▶ **Instructions for the task**
A word-for-word copy of the line containing "Give the pixel" and every following line to the end of the data below is all the answer should hold.

▶ **Records for the exercise**
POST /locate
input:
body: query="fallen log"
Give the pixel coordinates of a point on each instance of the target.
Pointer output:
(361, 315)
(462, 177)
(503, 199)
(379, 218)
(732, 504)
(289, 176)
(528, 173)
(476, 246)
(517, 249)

▶ **Reply to the task**
Give the pixel coordinates of a point on each instance of the target.
Pointer output:
(361, 315)
(462, 177)
(503, 199)
(379, 218)
(732, 504)
(289, 176)
(528, 173)
(476, 246)
(517, 249)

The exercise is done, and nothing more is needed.